*TASK OBJECTIVE*. Among the lines below, which ones contain the word "separated"? Copy every such line.

[[ EXERCISE INPUT, beginning ]]

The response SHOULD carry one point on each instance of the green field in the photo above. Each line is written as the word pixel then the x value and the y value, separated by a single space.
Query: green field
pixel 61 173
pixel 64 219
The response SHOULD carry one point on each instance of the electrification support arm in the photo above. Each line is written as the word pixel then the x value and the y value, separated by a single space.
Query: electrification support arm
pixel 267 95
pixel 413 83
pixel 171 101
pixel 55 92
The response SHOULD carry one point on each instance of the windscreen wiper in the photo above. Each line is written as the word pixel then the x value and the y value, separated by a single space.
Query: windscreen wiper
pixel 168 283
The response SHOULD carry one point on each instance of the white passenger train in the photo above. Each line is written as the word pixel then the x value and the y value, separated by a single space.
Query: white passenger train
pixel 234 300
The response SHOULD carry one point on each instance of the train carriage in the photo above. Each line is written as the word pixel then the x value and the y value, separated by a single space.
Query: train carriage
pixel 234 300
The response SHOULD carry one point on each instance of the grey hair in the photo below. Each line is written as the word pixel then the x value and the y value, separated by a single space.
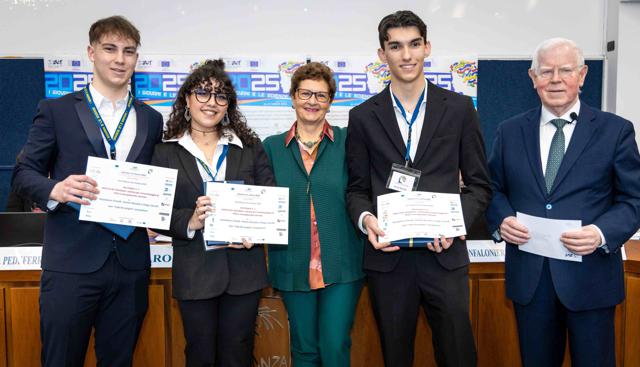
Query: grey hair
pixel 554 43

[[ EXERCISE INPUT, end ]]

*TASK RESPONSE*.
The response SHOULD carry one point on each instance of the green field in the photo above. Each line is written as the word pixel then the x value and the y value, separated by a single space.
The response SHOULD carry one point on each instance of the electrification support arm in the photo above. Each line is written as the word pixel then the x value and the y value, separated by a single space.
The response SHOULD carry one point on each instance of the windscreen wiper in the photo above. Each line is written as the word pixel then the x value and the y value, separated by a single space.
The response SHOULD carry one point on each instance of the white passenger train in the photo above. Each line is written as the word pixel then the x value and the y value, separated by a single space.
The response SHOULD carry one point on each instance of the train carriage in the photo above. Each line is written as the word pixel then the x value and the y value, separated by a single space.
The response SHOULD carry one point on each instance of the grey hair in the photo below. Each line is written as the word pixel then the x value and the y value, separated by a single space.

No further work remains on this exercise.